» Written task 1:
Copy out everything from "I'm not sure" down to "thus the expertise." in the blog post about Ann Coulter, keeping every word and mark as it appears.
» Written task 2:
Pick up the blog post about Ann Coulter and her "constitutional attorney" label at its last sentence and keep writing it from there.

» Text to read:
------

Thursday, December 29, 2005

Korematsu, Coulter, and Bush

Back when Ann Coulter worked at MSNBC -- about the same time that I worked at capturing and producing the Web outtakes of her and other pundits' on-air pronouncements -- I remember that we often used to identify her in the ID line as a "Constitutional Law Expert" or "Constitutional Attorney."

I'm not sure why we did that: She has no known scholarly expertise in constitutional law, having never published anything in the way of a serious or academic exposition on the subject. She did once work as a litigator at the right-wing Center For Individual Rights in Washington, which has old connections to the white-supremacist Pioneer Fund, and whose racial goals raise disturbing questions about Coulter's background. But it remains an open question whether she ever dealt with constitutional-law issues in the courts. In any event, usually the "consitutional expert" description applies to folks like Richard Posner or Laurence Tribe, people who actually have the background and experience, and thus the expertise.

However, I've observed during Coulter's ascent that it doesn't really matter what label she uses, because her role in the conservative movement is pretty well-defined by now, even as it was back then: Chief Firebomb Thrower. She's at the cutting edge of the movement, and as such is an uncannily accurate predictor of the direction the entire American right is about to take.

Now, I first noticed this during the runup to the Clinton impeachment brouhaha: behind the reasonable moniker of "constitutional law expert," Coulter was twitching and foaming at the mouth about the president's supposed abrogations of the law. It wasn't the blow jobs, she insisted, it was the lawbreaking. Funny how that standard changes with the times, isn't it?

Anyway, her "constitutional attorney" pose was purely for the purpose of fomenting impeachment. Skip forward seven or eight years, and it's clear that she's still using the same schtick, but the apparent purpose is profoundly disturbing.

------

» Record set:

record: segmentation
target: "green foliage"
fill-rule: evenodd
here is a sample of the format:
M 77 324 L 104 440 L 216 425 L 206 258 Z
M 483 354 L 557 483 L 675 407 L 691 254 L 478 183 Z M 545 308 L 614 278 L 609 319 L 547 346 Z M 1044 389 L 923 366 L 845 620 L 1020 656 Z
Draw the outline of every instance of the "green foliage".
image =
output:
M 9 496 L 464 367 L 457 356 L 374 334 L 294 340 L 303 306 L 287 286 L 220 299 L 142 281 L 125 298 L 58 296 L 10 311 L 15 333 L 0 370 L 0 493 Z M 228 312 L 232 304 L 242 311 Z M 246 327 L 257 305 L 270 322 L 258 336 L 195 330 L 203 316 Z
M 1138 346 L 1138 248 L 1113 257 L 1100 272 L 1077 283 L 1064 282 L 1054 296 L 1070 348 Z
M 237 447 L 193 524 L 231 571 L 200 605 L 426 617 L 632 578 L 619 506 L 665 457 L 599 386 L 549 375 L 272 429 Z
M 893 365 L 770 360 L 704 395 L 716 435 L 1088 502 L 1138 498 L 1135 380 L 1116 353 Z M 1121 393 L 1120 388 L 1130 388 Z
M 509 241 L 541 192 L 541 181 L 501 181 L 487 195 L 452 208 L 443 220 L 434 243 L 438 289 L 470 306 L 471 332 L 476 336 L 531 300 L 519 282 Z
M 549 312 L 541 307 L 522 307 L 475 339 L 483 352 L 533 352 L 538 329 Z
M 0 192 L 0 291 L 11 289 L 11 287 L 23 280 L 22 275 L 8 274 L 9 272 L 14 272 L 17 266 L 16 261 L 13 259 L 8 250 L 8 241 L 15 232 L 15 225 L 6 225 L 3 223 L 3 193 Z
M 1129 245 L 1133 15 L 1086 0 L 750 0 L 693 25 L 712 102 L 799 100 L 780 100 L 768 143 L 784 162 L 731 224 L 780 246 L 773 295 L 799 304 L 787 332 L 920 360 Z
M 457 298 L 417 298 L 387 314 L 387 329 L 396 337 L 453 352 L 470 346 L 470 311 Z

------

» Response 1:
I'm not sure why we did that: She has no known scholarly expertise in constitutional law, having never published anything in the way of a serious or academic exposition on the subject. She did once work as a litigator at the right-wing Center For Individual Rights in Washington, which has old connections to the white-supremacist Pioneer Fund, and whose racial goals raise disturbing questions about Coulter's background. But it remains an open question whether she ever dealt with constitutional-law issues in the courts. In any event, usually the "consitutional expert" description applies to folks like Richard Posner or Laurence Tribe, people who actually have the background and experience, and thus the expertise.

» Response 2:
Check out this passage from her most recent column extolling the virtues of George W. Bush's domestic-spying program:
In previous wars, the country has done far worse than monitor telephone calls placed to jihad headquarters. FDR rounded up Japanese -- many of them loyal American citizens -- and threw them in internment camps. Most appallingly, at the same time, he let New York Times editors wander free.

Note the following about the Japanese internment:

1) The Supreme Court upheld the president's authority to intern the Japanese during wartime;

2) That case, Korematsu v. United States, is still good law;

3) There are no Japanese internment camps today. (Although the no-limit blackjack section at Caesar's Palace on a Saturday night comes pretty close.)

It's one or the other: Either we take the politically correct, scattershot approach and violate everyone's civil liberties, or we focus on the group threatening us and -- in the worst-case scenario -- run the risk of briefly violating the civil liberties of 1,000 people in a country of 300 million.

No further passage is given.